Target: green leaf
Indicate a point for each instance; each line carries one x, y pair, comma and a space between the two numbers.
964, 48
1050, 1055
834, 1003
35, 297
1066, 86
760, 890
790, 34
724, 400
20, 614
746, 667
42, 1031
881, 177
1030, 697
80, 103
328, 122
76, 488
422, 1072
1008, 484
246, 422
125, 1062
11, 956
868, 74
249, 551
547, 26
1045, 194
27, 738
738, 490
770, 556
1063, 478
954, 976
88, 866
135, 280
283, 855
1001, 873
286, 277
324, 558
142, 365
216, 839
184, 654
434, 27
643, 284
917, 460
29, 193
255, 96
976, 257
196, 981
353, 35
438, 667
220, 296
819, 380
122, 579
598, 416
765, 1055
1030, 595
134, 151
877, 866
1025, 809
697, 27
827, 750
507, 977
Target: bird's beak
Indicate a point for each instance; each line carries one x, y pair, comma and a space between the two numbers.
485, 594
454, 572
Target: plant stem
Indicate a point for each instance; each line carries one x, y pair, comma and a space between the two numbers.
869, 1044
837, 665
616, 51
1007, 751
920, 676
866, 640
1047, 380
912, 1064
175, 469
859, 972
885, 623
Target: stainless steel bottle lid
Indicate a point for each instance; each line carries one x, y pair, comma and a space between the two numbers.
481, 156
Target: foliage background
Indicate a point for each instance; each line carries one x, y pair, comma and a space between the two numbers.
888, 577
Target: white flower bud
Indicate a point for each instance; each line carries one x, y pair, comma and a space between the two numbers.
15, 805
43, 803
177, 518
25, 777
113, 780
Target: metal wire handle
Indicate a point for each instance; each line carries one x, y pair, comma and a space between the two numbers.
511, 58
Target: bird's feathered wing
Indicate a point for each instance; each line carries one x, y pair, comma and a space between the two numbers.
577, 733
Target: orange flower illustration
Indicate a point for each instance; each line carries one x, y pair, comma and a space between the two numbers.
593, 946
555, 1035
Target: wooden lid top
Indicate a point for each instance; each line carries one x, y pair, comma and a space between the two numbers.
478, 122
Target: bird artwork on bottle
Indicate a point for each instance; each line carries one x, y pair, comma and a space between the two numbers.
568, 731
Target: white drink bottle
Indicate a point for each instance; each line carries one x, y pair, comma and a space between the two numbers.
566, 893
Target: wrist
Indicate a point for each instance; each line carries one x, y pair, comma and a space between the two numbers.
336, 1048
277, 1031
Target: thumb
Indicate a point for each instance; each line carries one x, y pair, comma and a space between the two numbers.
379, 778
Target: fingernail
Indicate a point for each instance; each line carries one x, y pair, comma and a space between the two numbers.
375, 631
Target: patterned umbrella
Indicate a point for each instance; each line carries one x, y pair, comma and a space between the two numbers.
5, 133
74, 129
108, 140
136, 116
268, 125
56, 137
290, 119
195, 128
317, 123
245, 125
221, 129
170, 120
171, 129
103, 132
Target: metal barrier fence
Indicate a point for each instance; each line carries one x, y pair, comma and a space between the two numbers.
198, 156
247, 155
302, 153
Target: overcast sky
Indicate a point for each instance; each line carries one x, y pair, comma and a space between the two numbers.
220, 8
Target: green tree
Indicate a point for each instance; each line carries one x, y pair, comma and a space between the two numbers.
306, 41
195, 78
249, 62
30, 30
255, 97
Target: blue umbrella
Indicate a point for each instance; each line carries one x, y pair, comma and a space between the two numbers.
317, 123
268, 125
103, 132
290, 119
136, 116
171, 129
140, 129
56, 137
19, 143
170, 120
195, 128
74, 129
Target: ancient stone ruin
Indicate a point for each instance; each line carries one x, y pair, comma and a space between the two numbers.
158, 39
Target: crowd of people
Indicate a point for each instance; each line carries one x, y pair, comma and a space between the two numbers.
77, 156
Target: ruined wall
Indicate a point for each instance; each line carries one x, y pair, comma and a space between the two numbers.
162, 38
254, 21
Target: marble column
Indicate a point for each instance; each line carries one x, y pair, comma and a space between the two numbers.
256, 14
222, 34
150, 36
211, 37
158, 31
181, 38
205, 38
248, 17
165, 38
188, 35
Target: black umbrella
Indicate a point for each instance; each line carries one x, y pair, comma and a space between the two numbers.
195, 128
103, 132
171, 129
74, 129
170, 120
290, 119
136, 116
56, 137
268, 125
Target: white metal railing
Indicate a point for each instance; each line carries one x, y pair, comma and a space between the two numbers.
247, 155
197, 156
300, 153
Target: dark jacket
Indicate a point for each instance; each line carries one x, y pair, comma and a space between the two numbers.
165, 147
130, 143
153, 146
:::::
» TASK DIRECTIONS
Lines from the top of the entries through the line with "Target: white flower bud" are to be transcribed exactly, and nothing more.

» COMPLETED TASK
Target: green leaf
Indicate a point for each instance; each line carries one x, y pair, comma and a space between the two numbers.
964, 48
1050, 1055
834, 1003
35, 297
1066, 86
760, 890
790, 34
724, 400
20, 614
746, 667
42, 1031
881, 177
1030, 697
80, 103
328, 122
76, 488
422, 1072
1008, 484
246, 422
125, 1062
11, 956
868, 74
249, 551
547, 26
1045, 194
27, 738
738, 490
770, 556
1063, 478
954, 976
88, 866
135, 280
283, 855
1001, 873
286, 277
324, 558
142, 365
216, 839
184, 654
434, 27
643, 284
917, 460
29, 193
255, 96
976, 257
196, 981
353, 35
438, 667
220, 296
819, 380
122, 579
598, 416
765, 1055
1030, 595
134, 151
877, 866
1025, 809
697, 27
827, 750
507, 977
Target: bird's beak
Indicate a point for each instance; each line carries one x, y pair, comma and a space between the two numbers.
485, 594
454, 572
Target: plant stem
Indicate a point for each instance; each line carries one x, y pair, comma and a space between the two numbers.
869, 1044
837, 665
616, 51
1007, 751
920, 676
866, 640
1047, 380
912, 1064
175, 469
859, 972
885, 623
Target: stainless steel bottle lid
Indicate a point for each instance; each line carries one x, y pair, comma and a space between the two numbers.
481, 156
Target: foliage background
Indicate a point for each instance; each line carries one x, y pair, comma and a space between the two numbers.
888, 577
Target: white flower bud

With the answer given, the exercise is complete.